Start of Working data

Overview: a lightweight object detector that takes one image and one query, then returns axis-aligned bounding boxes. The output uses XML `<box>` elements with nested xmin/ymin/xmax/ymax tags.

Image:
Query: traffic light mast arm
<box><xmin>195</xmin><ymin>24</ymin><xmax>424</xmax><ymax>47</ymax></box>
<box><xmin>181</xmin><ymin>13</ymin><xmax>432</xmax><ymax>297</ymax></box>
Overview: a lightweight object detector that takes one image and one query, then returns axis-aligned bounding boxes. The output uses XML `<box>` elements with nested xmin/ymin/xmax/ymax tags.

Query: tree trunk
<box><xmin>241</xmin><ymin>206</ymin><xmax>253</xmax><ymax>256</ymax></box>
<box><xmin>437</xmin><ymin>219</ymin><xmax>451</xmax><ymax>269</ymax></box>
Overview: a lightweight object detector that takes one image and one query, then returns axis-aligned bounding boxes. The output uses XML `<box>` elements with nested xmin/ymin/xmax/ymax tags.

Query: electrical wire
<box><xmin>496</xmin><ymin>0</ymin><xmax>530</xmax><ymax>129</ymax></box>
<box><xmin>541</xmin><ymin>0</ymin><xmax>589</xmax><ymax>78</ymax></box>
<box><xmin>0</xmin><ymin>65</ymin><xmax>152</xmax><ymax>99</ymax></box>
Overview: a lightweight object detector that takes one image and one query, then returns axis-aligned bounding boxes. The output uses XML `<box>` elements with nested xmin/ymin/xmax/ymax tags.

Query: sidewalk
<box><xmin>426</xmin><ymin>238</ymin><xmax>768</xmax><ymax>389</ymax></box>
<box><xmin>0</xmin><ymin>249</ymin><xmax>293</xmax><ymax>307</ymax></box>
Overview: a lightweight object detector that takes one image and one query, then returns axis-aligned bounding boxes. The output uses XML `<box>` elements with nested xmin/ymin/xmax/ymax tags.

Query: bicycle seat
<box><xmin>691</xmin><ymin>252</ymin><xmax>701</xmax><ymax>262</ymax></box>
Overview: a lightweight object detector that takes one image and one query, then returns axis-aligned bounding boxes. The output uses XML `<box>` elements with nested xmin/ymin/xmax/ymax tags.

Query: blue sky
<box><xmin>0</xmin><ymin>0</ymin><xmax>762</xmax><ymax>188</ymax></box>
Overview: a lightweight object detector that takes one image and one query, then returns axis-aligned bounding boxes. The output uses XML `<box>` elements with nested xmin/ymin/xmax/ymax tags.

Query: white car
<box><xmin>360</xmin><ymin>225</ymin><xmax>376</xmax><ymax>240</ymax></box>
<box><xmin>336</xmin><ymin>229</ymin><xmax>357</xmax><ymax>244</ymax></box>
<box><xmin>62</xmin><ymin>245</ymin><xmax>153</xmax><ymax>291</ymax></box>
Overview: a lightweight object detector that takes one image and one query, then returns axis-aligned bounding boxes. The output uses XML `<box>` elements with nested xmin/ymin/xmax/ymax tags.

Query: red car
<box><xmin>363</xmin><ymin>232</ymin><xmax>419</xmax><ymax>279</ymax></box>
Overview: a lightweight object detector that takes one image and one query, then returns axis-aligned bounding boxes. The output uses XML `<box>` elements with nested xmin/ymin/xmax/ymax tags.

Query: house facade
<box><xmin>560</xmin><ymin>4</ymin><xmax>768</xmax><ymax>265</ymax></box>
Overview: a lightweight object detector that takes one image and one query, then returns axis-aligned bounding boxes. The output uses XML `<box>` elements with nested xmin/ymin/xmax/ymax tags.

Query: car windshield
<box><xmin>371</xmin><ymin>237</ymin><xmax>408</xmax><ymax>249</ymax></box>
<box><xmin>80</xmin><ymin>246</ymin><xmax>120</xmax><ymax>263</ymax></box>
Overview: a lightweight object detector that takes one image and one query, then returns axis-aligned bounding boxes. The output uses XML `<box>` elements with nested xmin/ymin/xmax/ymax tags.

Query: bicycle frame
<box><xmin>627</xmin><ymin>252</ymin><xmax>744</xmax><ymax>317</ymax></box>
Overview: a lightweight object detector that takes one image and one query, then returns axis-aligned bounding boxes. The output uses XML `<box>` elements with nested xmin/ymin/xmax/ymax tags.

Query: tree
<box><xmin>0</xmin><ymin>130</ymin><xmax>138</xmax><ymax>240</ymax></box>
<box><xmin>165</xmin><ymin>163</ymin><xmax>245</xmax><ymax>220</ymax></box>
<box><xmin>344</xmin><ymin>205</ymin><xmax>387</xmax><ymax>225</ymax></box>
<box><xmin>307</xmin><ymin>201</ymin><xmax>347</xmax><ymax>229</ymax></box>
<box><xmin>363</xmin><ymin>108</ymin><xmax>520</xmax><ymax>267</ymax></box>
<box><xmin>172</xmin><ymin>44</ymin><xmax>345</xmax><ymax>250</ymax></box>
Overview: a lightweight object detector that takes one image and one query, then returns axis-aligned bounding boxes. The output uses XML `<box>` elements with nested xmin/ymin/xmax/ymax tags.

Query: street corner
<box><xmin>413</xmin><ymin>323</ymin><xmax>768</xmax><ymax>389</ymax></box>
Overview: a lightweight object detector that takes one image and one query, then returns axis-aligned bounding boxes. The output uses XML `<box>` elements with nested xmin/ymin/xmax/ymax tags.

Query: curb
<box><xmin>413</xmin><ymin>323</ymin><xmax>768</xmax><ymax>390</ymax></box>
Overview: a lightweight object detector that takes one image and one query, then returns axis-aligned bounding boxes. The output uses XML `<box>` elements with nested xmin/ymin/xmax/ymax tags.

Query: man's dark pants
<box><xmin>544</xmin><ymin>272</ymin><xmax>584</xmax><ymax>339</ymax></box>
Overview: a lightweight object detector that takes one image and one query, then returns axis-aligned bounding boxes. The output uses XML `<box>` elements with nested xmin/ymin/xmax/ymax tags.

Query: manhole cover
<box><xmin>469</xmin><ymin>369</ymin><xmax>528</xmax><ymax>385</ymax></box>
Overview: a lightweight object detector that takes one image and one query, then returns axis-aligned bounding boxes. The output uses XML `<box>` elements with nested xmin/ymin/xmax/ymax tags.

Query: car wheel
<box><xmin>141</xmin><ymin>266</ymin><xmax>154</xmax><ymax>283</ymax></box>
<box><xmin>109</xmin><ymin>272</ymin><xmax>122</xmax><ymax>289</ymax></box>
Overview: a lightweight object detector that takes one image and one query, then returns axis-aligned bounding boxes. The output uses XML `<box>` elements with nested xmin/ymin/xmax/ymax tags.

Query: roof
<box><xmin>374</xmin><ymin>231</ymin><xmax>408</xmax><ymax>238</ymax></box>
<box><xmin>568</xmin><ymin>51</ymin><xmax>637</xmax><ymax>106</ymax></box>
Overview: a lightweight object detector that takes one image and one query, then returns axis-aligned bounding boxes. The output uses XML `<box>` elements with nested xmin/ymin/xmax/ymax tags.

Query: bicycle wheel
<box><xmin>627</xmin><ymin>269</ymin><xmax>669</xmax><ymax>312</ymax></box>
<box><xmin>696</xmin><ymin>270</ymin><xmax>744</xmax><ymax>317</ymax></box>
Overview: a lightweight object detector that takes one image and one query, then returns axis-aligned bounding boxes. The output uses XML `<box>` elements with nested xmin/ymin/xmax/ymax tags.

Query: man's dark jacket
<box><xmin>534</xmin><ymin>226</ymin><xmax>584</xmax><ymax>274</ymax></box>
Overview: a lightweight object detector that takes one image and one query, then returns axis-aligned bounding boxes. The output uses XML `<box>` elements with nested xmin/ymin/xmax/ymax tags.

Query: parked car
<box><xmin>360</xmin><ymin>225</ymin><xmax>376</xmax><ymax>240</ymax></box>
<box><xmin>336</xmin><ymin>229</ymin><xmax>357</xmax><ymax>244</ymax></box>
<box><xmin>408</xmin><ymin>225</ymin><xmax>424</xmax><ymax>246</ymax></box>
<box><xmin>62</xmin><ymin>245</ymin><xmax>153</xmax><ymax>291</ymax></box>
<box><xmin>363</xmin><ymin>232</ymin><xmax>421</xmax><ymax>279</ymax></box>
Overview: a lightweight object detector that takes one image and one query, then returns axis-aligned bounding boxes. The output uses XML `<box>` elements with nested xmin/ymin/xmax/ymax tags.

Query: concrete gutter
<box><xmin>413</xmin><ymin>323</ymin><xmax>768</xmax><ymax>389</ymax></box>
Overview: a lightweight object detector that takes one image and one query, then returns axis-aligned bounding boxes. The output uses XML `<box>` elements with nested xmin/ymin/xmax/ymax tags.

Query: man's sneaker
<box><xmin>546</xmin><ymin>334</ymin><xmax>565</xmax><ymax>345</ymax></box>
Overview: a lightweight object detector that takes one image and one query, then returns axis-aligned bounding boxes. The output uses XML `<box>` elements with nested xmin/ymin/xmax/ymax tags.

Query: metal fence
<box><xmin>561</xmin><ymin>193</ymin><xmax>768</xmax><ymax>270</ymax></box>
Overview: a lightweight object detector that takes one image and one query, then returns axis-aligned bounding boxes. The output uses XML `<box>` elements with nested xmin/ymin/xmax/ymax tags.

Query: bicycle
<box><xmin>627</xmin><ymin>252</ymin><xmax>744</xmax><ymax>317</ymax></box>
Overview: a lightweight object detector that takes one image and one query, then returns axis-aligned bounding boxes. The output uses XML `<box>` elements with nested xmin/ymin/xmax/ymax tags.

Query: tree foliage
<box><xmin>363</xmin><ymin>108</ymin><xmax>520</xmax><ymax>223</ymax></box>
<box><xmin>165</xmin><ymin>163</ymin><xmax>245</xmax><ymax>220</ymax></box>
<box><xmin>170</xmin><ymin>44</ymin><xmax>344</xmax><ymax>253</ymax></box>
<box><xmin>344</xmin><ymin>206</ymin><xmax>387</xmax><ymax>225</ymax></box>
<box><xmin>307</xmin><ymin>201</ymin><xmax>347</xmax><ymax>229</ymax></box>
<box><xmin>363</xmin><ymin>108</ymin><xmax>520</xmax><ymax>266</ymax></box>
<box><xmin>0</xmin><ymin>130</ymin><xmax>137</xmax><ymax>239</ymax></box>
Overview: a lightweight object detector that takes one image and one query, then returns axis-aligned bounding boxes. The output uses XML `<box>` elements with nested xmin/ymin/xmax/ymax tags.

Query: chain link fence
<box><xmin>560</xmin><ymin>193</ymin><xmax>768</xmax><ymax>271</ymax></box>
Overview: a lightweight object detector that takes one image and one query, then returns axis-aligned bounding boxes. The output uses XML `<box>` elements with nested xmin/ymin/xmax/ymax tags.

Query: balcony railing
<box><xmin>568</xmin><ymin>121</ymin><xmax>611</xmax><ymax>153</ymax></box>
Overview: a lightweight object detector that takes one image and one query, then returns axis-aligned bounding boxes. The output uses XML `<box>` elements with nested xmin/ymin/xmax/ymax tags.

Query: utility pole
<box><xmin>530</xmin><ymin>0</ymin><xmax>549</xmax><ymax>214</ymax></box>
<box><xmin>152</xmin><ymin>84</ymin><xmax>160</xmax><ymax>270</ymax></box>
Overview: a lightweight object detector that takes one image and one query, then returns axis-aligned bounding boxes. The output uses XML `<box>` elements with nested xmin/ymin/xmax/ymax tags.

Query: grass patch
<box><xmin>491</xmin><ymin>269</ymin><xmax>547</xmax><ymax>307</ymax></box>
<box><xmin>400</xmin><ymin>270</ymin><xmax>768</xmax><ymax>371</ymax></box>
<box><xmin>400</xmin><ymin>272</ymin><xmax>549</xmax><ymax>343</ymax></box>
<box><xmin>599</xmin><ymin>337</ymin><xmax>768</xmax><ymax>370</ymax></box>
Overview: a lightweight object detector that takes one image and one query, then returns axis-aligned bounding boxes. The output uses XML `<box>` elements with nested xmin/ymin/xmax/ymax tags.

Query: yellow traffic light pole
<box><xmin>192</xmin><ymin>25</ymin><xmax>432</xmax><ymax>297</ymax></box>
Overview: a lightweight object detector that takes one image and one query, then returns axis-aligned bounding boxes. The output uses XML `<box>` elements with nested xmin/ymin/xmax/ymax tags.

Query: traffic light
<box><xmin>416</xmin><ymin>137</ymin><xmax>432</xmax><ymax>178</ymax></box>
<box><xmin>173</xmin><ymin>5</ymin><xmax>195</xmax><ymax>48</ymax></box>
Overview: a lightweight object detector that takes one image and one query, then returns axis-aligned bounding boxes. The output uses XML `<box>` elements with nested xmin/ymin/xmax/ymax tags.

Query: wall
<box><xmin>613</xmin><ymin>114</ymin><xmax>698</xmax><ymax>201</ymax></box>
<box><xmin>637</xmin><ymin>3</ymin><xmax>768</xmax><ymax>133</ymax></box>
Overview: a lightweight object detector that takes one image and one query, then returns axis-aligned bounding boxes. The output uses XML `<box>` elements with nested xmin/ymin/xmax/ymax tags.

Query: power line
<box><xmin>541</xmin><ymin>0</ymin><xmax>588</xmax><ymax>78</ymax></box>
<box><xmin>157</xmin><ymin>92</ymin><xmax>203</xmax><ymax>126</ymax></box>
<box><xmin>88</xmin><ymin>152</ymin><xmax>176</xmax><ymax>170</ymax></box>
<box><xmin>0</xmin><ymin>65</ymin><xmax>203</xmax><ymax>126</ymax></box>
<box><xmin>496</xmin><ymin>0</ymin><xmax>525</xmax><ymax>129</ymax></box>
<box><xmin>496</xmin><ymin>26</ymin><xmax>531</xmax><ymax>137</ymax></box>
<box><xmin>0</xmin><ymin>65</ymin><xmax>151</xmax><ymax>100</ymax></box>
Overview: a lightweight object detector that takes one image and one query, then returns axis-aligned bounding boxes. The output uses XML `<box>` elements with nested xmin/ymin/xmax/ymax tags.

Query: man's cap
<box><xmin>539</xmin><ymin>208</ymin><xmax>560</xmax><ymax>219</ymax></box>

End of Working data

- To be done
Collect every line in the material above that contains the string "wheel", and copy each line in full. Treat capital and lowercase letters as different.

- Written solution
Query: car wheel
Query: bicycle wheel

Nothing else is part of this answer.